— start of STORED RECORDS —

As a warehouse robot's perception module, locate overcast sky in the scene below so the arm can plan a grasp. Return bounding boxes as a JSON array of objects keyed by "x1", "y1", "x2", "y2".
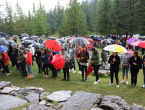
[{"x1": 0, "y1": 0, "x2": 83, "y2": 14}]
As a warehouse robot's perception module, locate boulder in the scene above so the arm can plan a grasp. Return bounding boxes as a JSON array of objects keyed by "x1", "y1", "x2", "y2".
[
  {"x1": 0, "y1": 81, "x2": 12, "y2": 89},
  {"x1": 131, "y1": 106, "x2": 144, "y2": 110},
  {"x1": 1, "y1": 87, "x2": 14, "y2": 94},
  {"x1": 61, "y1": 91, "x2": 102, "y2": 110},
  {"x1": 47, "y1": 91, "x2": 72, "y2": 102},
  {"x1": 100, "y1": 96, "x2": 130, "y2": 110},
  {"x1": 39, "y1": 100, "x2": 46, "y2": 105},
  {"x1": 0, "y1": 95, "x2": 27, "y2": 110},
  {"x1": 25, "y1": 93, "x2": 39, "y2": 104},
  {"x1": 40, "y1": 92, "x2": 50, "y2": 100},
  {"x1": 98, "y1": 69, "x2": 110, "y2": 76},
  {"x1": 11, "y1": 87, "x2": 44, "y2": 96},
  {"x1": 27, "y1": 104, "x2": 55, "y2": 110}
]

— end of STORED RECORDS —

SHORT TASK – Rewrite all the lines above, including each request, and offset every bounding box coordinate in the answers by adding 51. Leave out the pictures.

WORKED SOLUTION –
As a warehouse robot's perception module, locate overcast sky in the scene below so the arm can plan a grasp. Return bounding boxes as a JSON array of objects keyed by "x1", "y1", "x2", "y2".
[{"x1": 51, "y1": 51, "x2": 134, "y2": 65}]
As a warehouse robot's perception module, locate boulder in the scene above so the arm can plan a grasp. Return bounding boxes as a JSON array of objects keyed by "x1", "y1", "x2", "y2".
[
  {"x1": 51, "y1": 132, "x2": 63, "y2": 140},
  {"x1": 182, "y1": 157, "x2": 195, "y2": 161},
  {"x1": 52, "y1": 138, "x2": 65, "y2": 145},
  {"x1": 112, "y1": 142, "x2": 153, "y2": 161},
  {"x1": 98, "y1": 142, "x2": 123, "y2": 153},
  {"x1": 151, "y1": 147, "x2": 181, "y2": 161},
  {"x1": 90, "y1": 151, "x2": 97, "y2": 156},
  {"x1": 51, "y1": 146, "x2": 78, "y2": 161},
  {"x1": 76, "y1": 144, "x2": 90, "y2": 155},
  {"x1": 91, "y1": 143, "x2": 101, "y2": 151},
  {"x1": 149, "y1": 120, "x2": 161, "y2": 127},
  {"x1": 62, "y1": 138, "x2": 95, "y2": 147},
  {"x1": 78, "y1": 155, "x2": 106, "y2": 161}
]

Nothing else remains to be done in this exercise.